**INSTRUCTIONS FOR THE TASK:** Give the material once more, word for word, without any images.

--- START OF MATERIAL PROVIDED ---

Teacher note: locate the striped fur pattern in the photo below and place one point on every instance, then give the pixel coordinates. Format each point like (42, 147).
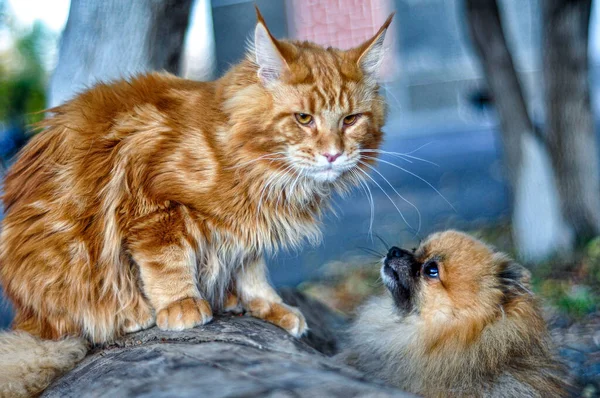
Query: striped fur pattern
(153, 200)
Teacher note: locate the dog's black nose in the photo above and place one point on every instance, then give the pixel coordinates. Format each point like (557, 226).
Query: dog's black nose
(396, 252)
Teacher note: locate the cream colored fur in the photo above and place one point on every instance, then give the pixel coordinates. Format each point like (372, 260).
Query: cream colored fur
(28, 364)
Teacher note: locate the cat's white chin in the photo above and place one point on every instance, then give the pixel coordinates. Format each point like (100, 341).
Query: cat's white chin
(329, 175)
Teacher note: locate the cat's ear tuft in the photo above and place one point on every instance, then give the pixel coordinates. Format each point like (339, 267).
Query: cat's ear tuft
(370, 53)
(271, 63)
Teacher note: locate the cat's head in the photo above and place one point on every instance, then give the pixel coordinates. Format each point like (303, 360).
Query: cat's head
(318, 110)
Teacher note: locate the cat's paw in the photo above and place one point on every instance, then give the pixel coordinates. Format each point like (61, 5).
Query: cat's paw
(282, 315)
(184, 314)
(232, 304)
(140, 318)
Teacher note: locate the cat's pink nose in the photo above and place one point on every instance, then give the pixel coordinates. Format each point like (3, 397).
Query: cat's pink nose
(331, 158)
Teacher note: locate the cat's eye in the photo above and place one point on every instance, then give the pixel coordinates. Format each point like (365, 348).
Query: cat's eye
(350, 120)
(303, 118)
(431, 270)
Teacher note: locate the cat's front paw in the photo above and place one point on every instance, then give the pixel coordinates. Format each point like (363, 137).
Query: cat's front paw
(282, 315)
(184, 314)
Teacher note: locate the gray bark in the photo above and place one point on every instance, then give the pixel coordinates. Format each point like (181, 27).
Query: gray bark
(570, 124)
(538, 226)
(112, 39)
(231, 356)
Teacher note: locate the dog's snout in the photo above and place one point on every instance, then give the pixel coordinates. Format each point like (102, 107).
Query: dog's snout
(396, 252)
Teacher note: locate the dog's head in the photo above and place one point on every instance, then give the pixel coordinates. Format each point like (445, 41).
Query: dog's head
(452, 275)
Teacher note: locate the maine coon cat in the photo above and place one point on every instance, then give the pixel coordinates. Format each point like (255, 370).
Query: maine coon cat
(154, 200)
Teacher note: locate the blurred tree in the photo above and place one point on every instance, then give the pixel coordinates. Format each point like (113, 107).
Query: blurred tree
(112, 39)
(538, 226)
(569, 121)
(22, 85)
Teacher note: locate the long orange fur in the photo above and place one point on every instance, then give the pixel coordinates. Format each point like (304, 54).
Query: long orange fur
(154, 200)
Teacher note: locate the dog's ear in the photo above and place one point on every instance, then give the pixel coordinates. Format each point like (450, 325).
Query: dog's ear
(514, 279)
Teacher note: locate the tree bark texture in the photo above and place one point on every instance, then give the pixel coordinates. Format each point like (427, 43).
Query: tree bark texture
(538, 226)
(111, 39)
(570, 123)
(232, 356)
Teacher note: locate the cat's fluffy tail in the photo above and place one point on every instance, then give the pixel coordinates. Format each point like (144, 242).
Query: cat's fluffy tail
(28, 364)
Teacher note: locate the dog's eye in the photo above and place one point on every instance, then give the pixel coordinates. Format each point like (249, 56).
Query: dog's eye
(431, 269)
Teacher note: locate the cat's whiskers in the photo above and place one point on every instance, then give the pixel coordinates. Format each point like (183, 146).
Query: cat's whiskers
(396, 192)
(269, 156)
(415, 175)
(367, 191)
(404, 156)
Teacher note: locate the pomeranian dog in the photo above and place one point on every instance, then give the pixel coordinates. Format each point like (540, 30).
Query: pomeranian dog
(459, 320)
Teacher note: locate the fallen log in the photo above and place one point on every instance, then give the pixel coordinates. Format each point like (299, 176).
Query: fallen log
(231, 356)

--- END OF MATERIAL PROVIDED ---

**ANSWER TO THE EXERCISE:**
Teacher note: locate the striped fur pattern in the photo below and place one point on every instance, then give the pixel coordinates. Format each point like (42, 147).
Query: striped fur pattern
(153, 200)
Teacher note: locate the dog's black nose in the photo above and place one point on every instance, then give the pixel coordinates. Format each point like (557, 226).
Query: dog's black nose
(396, 252)
Teacher note: locate the cream colored fur in the photo above and place one point on every instance, then give the pixel coordinates. Format each point like (372, 260).
Query: cream colored fur
(28, 364)
Teacher note: locate the cat's white chin in the photo above and place one point on every instance, then give the pixel coordinates. Format each point like (100, 341).
Query: cat's white chin
(329, 175)
Teacher note: locate the cat's ear tuft in the photo above and place one point on every instance, then give the pixel coordinates. Format each point like (339, 267).
Query: cat's ear tuft
(370, 53)
(271, 63)
Teacher note: locate the cat's head in the photo above and place one point on every instance, then give the pixel coordinates. Format each point like (303, 360).
Query: cat's head
(318, 110)
Teacher note: locate the cat's paw in the photo above and place one point on every instance, then give the pixel coordinates. Format each point like (61, 5).
Query: cat's paw
(282, 315)
(184, 314)
(232, 304)
(140, 318)
Teacher note: locate the cat's pink nose in the photo above and place one point on every instance, then give the pixel coordinates. Format each point like (3, 397).
Query: cat's pink nose
(331, 158)
Teacher note: locate the cat's eye in the photo above and place one point on every instance, then give the pixel coordinates. Format each point like (365, 348).
Query: cat's eye
(350, 120)
(303, 118)
(431, 270)
Teacher note: locate the cat's front paw in the photo above and place one point on every instance, then give the pixel coordinates. Format each point like (363, 137).
Query: cat's front paw
(282, 315)
(184, 314)
Teacher note: locate the gray bark in the photo above and place one point on every instance, then give the pixel coordinates. Format each point like (181, 27).
Query: gray bark
(570, 124)
(538, 226)
(112, 39)
(231, 356)
Teacher note: locate the dog's snout in the photo above and place one point on every instance, then give the pixel coordinates. Format each point like (102, 107).
Query: dog's snout
(396, 252)
Teacher note: locate the dog's head in the photo above and place one point on every instance, then give the pixel coordinates. Format each point like (445, 41).
Query: dog's head
(452, 275)
Teacher note: locate the maine coon cat in the photo above and place one point on every instance, then give the pixel coordinates. Format each point like (255, 370).
Query: maine coon cat
(154, 200)
Teacher note: locate the blurred tree in the photo above and place one point on every instance, then give the pixel coordinates. Format each point like (113, 107).
Query: blurred tree
(112, 39)
(538, 226)
(569, 121)
(22, 85)
Teacher note: locate the long orange fur in the photo above and place one point on every instance, then give the pixel coordinates. Format each point like (304, 54).
Query: long orange fur
(154, 200)
Teacher note: locate the dog's ear in the photo above and place one point on every instance, then give the pixel coordinates. Format each point like (450, 325).
Query: dog's ear
(514, 279)
Teacher note: locate the tree bark texture in the photo above and place one point on every instance, then give the pixel coordinates. Format each point like (427, 43).
Query: tree bark texture
(538, 226)
(111, 39)
(570, 123)
(232, 356)
Teacher note: locate the cat's fluffy tail in the photo above and place one point on every instance, then give the pixel coordinates. Format each point like (144, 242).
Query: cat's fluffy tail
(28, 364)
Teacher note: locate the dog's eye in the photo above and place one point on every instance, then give the pixel coordinates. Format each point like (249, 56).
Query: dog's eye
(431, 269)
Teacher note: locate the cat's whiskers in the photo above and place one point on every instance, then give the pixel coordinates. Format each point like (183, 146).
Query: cat's whiskers
(396, 192)
(269, 156)
(415, 175)
(367, 191)
(404, 156)
Teacher note: locate the pomeranian dog in the photo above and place one point on every instance, then give the pixel coordinates. Format each point like (540, 30).
Query: pomeranian dog
(459, 320)
Teacher note: locate the fallen log in the photo above and place one point on every instance, then give the pixel coordinates. Format each point like (299, 176).
Query: fallen log
(231, 356)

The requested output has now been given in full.